* **Exercise objective**: All the data that follows should be repeated exactly, without a single picture.
---
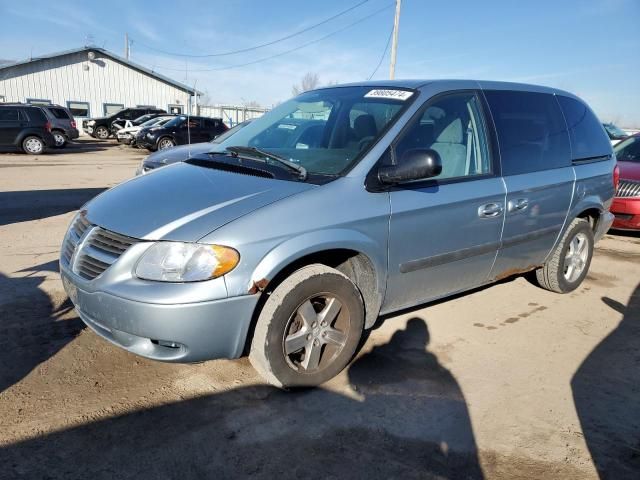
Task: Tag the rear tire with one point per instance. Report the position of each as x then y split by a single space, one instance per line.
570 261
308 329
33 145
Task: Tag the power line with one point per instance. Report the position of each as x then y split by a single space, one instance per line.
264 59
248 49
384 54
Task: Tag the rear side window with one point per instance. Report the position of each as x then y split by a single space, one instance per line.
588 138
59 113
35 115
532 134
8 114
---
* **Task solution**:
Task: Tag the rear tire with one point per instance. Report the position of each as x then y split by a single space, one instance per line.
570 261
308 329
33 145
Task: Tag the power line with one point per instance. Report the position of each as x then y split by a single space, one instance per line.
264 59
248 49
384 54
Task: Tag the rear side window with one point per instance. Report the position of each as x then y split by a single space, one instance per line.
588 138
59 113
35 115
532 134
8 114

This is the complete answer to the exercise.